DARLENE GIBBS, et al., Plaintiffs, v. PLAIN GREEN, LLC, et al., Defendants.


MEMORANDUM OPINION

This matter comes before the Court on Defendant Great Plains Lending, LLC's ("Great Plains") Notice of Appeal ("Great Plains's Appeal"), (ECF No. 75), and Defendant Plain Green, LLC's ("Plain Green") Notice of Appeal ("Plain Green's Appeal"), (ECF No. 76). The Court ordered briefing on whether the action is stayed pending the Appeals, (ECF No. 80), and on whether Defendants properly invoked 9 U.S.C. § 16 as the basis for their Appeals, (ECF No. 84). Plaintiffs, Great Plains, and Plain Green each filed their respective briefs. (ECF Nos. 81, 82, 83, 85, 86, 87.)

For ease of reference, the Court refers to Great Plains and Plain Green collectively as "Defendants." The Court also refers collectively to Great Plains's Appeal and Plain Green's Appeal as the "Appeals."

The Complaint names five plaintiffs, suing on behalf of themselves and others similarly situated: Darlene Gibbs, Stephanie Edwards, Lula Williams, Patrick Inscho, and Lawrence Mwethuku. (Compl. 1, ECF No. 1.)

Accordingly, the matters are ripe for disposition. The Court dispenses with oral argument because the materials before it adequately present the facts and legal contentions, and argument would not aid the decisional process. The Plaintiffs allege diversity jurisdiction pursuant to 28 U.S.C. § 1332 and supplemental jurisdiction under 28 U.S.C. § 1367. For the reasons that follow, the Court must certify the Appeals as frivolous.

I. Procedural and Factual Background

The Court offers only a brief recitation of the factual and procedural background and assumes familiarity with its July 27, 2018 Memorandum Opinion, (ECF No. 74).

A. Summary of Allegations in the Complaint

Defendants operate internet lending websites offering short-term loans to consumers. Plaintiffs allege that Defendants offered loans to Plaintiffs in amounts ranging from $300 to $3,000, charging interest rates ranging from 118% to 448%. Plaintiffs bring this suit on behalf of themselves and all individuals similarly situated, alleging that Defendants' lending enterprises violate state and federal lending laws.

▸ **Instructions to follow**
Render this sentence from the memorandum opinion in Spanish: "Defendants operate internet lending websites offering short-term loans to consumers." The records below this point were drawn from a separate source.

▸ **Excerpted records**
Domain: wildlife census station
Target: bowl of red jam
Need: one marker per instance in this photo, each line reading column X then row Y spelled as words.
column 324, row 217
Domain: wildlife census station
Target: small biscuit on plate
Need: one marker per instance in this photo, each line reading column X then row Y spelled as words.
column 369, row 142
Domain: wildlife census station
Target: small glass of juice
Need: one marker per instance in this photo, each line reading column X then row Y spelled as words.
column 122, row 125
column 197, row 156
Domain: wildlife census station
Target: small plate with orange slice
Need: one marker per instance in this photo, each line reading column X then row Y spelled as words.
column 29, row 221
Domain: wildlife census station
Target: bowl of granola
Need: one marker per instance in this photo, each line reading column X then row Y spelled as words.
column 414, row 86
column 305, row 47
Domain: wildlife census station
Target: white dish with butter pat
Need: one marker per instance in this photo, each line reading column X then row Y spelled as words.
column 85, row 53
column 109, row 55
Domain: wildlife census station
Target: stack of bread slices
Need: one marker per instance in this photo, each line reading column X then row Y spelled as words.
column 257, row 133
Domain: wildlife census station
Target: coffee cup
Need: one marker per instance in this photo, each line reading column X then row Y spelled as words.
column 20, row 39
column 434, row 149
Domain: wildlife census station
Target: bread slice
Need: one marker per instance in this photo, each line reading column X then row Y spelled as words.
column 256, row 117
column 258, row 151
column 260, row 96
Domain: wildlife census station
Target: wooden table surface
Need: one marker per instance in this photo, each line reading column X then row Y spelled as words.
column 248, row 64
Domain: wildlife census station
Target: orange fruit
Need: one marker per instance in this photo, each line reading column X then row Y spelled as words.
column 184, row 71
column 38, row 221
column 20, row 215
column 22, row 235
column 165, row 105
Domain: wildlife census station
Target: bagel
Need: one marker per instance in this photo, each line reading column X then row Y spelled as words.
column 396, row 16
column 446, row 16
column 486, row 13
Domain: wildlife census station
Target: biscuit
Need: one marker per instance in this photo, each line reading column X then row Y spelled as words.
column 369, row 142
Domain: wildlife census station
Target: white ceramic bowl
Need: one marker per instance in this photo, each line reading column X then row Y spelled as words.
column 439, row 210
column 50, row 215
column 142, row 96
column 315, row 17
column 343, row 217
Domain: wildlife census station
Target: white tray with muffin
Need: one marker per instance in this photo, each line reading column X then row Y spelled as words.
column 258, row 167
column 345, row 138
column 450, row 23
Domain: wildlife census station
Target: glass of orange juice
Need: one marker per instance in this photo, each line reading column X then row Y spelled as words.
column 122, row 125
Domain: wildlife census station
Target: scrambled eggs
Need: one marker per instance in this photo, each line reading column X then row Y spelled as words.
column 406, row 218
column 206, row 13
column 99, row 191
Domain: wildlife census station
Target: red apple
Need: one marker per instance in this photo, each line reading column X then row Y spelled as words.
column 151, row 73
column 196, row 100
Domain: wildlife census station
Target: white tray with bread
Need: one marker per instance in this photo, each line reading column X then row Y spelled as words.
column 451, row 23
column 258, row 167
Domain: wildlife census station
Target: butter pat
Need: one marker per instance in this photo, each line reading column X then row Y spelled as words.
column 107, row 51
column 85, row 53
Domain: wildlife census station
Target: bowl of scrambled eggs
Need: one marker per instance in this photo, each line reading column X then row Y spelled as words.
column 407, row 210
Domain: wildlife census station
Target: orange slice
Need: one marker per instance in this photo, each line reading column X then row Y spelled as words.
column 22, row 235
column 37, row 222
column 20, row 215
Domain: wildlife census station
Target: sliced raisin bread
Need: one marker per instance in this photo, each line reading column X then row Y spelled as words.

▸ **Full response**
Los demandados operan sitios web de préstamos por internet que ofrecen préstamos a corto plazo a los consumidores.